• _REQUESTS_
(a) In the passage on transferring company land, when does the text say the land won't be an active asset?
(b) Copy the passage on transferring company land word for word, starting at "If the land has" and ending at "under tax rules.".

• _TEXT PASSAGE_
If the land has increased in value X will want to consider CGT more closely:

If the land is not an active asset, or if the small business CGT concessions or the new small business restructure roll-over, can’t apply for some other reason, the value of the land, when disposed of, will be taken into account in determining CGT. i.e. the market value substitution rule will apply in the event of an undervalue transfer of the land.  An undervalue transfer of the land is rarely likely to be effective under tax rules.

The small business CGT concessions and the new small business restructure roll-over don’t apply if the asset is not an active asset. The land won’t be an active asset if it is mainly used by the company, and related parties of the company, to earn rent. As the land is held in a company, the 50% CGT discount is not available to the company on the transfer of the land.

Problems with a gift or an undervalue transfer

If full value is not payable to the company for the land then, without more, a transfer of the land could be treated as a dividend taxable in full to the transferee as a shareholder of the company, as a deemed dividend taxable to the transferee as an associate of the shareholders of the company, or may possibly be taxable to the company as a fringe benefit.  Further if the company has taken the approach of gift there may be difficulties establishing that the company was legally entitled to give the land away to the transferee if that is what is done. Indications of a gift might give a creditor of the company additional rights to pursue the transferee for the value of the land that belonged to the company especially if the stance of the company is that the transfer was not any sort of dividend or remuneration to X or Y.

• _PROVIDED INFORMATION_
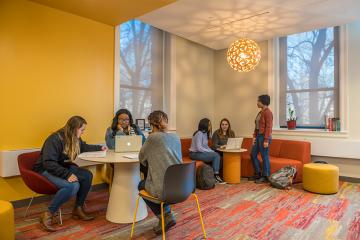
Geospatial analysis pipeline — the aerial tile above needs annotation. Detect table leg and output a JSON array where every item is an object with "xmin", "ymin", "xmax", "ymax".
[
  {"xmin": 223, "ymin": 152, "xmax": 241, "ymax": 184},
  {"xmin": 106, "ymin": 163, "xmax": 147, "ymax": 223}
]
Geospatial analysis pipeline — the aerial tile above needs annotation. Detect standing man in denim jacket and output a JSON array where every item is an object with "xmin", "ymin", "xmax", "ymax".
[{"xmin": 249, "ymin": 95, "xmax": 273, "ymax": 183}]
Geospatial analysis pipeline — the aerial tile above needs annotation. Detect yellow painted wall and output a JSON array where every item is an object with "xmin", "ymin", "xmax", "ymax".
[{"xmin": 0, "ymin": 0, "xmax": 114, "ymax": 200}]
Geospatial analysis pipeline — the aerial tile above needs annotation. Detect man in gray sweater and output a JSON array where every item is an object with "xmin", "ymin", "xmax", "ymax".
[{"xmin": 139, "ymin": 111, "xmax": 182, "ymax": 234}]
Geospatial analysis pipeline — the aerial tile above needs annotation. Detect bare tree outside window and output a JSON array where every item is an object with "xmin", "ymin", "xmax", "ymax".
[
  {"xmin": 120, "ymin": 20, "xmax": 163, "ymax": 118},
  {"xmin": 280, "ymin": 27, "xmax": 339, "ymax": 128}
]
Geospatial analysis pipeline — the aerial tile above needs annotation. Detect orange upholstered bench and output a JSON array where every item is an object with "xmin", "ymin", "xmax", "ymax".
[{"xmin": 241, "ymin": 138, "xmax": 311, "ymax": 182}]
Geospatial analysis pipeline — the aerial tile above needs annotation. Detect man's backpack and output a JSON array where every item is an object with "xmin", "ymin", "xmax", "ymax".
[
  {"xmin": 196, "ymin": 163, "xmax": 215, "ymax": 190},
  {"xmin": 269, "ymin": 166, "xmax": 296, "ymax": 189}
]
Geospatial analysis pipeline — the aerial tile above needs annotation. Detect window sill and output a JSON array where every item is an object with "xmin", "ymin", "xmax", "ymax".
[{"xmin": 272, "ymin": 128, "xmax": 349, "ymax": 138}]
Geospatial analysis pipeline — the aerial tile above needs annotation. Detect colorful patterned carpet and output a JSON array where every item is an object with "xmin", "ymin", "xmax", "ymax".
[{"xmin": 15, "ymin": 180, "xmax": 360, "ymax": 240}]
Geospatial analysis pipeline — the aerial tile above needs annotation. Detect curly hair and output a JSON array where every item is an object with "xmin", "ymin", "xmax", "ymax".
[
  {"xmin": 148, "ymin": 110, "xmax": 169, "ymax": 131},
  {"xmin": 111, "ymin": 108, "xmax": 138, "ymax": 136}
]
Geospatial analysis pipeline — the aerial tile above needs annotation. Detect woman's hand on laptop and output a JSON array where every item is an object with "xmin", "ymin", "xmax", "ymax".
[
  {"xmin": 68, "ymin": 174, "xmax": 78, "ymax": 182},
  {"xmin": 101, "ymin": 146, "xmax": 108, "ymax": 151}
]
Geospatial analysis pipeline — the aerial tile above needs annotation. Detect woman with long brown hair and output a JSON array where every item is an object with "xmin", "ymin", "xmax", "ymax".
[
  {"xmin": 34, "ymin": 116, "xmax": 107, "ymax": 231},
  {"xmin": 212, "ymin": 118, "xmax": 235, "ymax": 150}
]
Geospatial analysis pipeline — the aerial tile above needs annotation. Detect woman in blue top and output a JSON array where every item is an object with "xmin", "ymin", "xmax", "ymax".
[
  {"xmin": 105, "ymin": 109, "xmax": 146, "ymax": 149},
  {"xmin": 189, "ymin": 118, "xmax": 224, "ymax": 183}
]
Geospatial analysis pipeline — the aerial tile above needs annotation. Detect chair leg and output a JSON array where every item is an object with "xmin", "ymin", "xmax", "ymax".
[
  {"xmin": 192, "ymin": 193, "xmax": 206, "ymax": 239},
  {"xmin": 130, "ymin": 196, "xmax": 140, "ymax": 239},
  {"xmin": 59, "ymin": 208, "xmax": 62, "ymax": 225},
  {"xmin": 160, "ymin": 202, "xmax": 165, "ymax": 240},
  {"xmin": 24, "ymin": 197, "xmax": 34, "ymax": 218}
]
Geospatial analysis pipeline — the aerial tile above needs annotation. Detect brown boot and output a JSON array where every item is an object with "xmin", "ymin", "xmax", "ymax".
[
  {"xmin": 73, "ymin": 206, "xmax": 95, "ymax": 221},
  {"xmin": 40, "ymin": 211, "xmax": 56, "ymax": 232}
]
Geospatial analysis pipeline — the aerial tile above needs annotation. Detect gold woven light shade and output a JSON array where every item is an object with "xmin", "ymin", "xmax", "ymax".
[{"xmin": 227, "ymin": 38, "xmax": 261, "ymax": 72}]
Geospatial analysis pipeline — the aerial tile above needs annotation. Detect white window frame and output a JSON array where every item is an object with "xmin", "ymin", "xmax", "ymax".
[
  {"xmin": 268, "ymin": 25, "xmax": 349, "ymax": 137},
  {"xmin": 114, "ymin": 25, "xmax": 176, "ymax": 131}
]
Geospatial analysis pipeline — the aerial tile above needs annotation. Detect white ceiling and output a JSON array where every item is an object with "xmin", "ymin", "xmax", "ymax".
[{"xmin": 138, "ymin": 0, "xmax": 360, "ymax": 49}]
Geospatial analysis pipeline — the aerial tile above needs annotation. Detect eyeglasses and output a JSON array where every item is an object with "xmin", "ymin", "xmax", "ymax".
[{"xmin": 118, "ymin": 118, "xmax": 130, "ymax": 122}]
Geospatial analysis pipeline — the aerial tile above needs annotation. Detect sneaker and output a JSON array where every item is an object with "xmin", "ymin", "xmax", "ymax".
[
  {"xmin": 248, "ymin": 174, "xmax": 261, "ymax": 181},
  {"xmin": 214, "ymin": 174, "xmax": 226, "ymax": 184},
  {"xmin": 255, "ymin": 177, "xmax": 269, "ymax": 183},
  {"xmin": 153, "ymin": 212, "xmax": 176, "ymax": 235}
]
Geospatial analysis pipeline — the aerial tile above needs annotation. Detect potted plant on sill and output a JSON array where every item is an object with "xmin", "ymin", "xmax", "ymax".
[{"xmin": 286, "ymin": 106, "xmax": 296, "ymax": 130}]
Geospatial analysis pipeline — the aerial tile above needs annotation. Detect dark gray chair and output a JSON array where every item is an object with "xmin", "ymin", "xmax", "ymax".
[{"xmin": 130, "ymin": 162, "xmax": 206, "ymax": 240}]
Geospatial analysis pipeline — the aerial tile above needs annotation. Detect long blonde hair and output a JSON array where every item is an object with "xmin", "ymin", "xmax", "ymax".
[{"xmin": 58, "ymin": 116, "xmax": 87, "ymax": 161}]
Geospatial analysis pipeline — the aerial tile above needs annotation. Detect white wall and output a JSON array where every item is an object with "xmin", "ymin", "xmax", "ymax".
[
  {"xmin": 210, "ymin": 22, "xmax": 360, "ymax": 178},
  {"xmin": 172, "ymin": 36, "xmax": 215, "ymax": 137}
]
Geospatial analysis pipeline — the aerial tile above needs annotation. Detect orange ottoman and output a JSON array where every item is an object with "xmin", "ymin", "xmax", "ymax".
[{"xmin": 0, "ymin": 200, "xmax": 15, "ymax": 240}]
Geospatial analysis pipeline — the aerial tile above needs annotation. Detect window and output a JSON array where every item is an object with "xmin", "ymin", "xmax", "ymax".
[
  {"xmin": 119, "ymin": 20, "xmax": 164, "ymax": 119},
  {"xmin": 279, "ymin": 27, "xmax": 339, "ymax": 128}
]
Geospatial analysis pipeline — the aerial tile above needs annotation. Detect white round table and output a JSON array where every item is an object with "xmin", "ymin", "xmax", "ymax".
[{"xmin": 79, "ymin": 150, "xmax": 148, "ymax": 223}]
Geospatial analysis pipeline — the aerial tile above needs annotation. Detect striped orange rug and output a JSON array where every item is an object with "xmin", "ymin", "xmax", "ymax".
[{"xmin": 14, "ymin": 180, "xmax": 360, "ymax": 240}]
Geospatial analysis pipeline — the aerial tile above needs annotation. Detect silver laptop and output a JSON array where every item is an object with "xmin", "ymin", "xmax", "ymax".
[
  {"xmin": 115, "ymin": 135, "xmax": 142, "ymax": 153},
  {"xmin": 225, "ymin": 138, "xmax": 243, "ymax": 150}
]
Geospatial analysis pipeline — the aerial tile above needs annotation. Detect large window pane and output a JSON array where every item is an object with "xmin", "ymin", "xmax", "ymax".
[
  {"xmin": 120, "ymin": 20, "xmax": 164, "ymax": 118},
  {"xmin": 286, "ymin": 91, "xmax": 335, "ymax": 127},
  {"xmin": 280, "ymin": 27, "xmax": 339, "ymax": 127}
]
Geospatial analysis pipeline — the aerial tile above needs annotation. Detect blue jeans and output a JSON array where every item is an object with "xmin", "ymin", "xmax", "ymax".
[
  {"xmin": 42, "ymin": 165, "xmax": 93, "ymax": 213},
  {"xmin": 189, "ymin": 152, "xmax": 220, "ymax": 174},
  {"xmin": 138, "ymin": 179, "xmax": 171, "ymax": 218},
  {"xmin": 251, "ymin": 134, "xmax": 271, "ymax": 177}
]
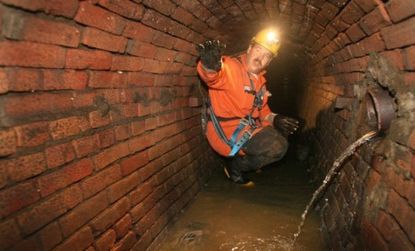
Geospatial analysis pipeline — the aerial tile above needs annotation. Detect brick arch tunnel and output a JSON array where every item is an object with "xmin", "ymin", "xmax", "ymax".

• _THE SOLUTIONS_
(a) When it is mainly used by the company, and related parties of the company, to earn rent.

(b)
If the land has increased in value X will want to consider CGT more closely:

If the land is not an active asset, or if the small business CGT concessions or the new small business restructure roll-over, can’t apply for some other reason, the value of the land, when disposed of, will be taken into account in determining CGT. i.e. the market value substitution rule will apply in the event of an undervalue transfer of the land.  An undervalue transfer of the land is rarely likely to be effective under tax rules.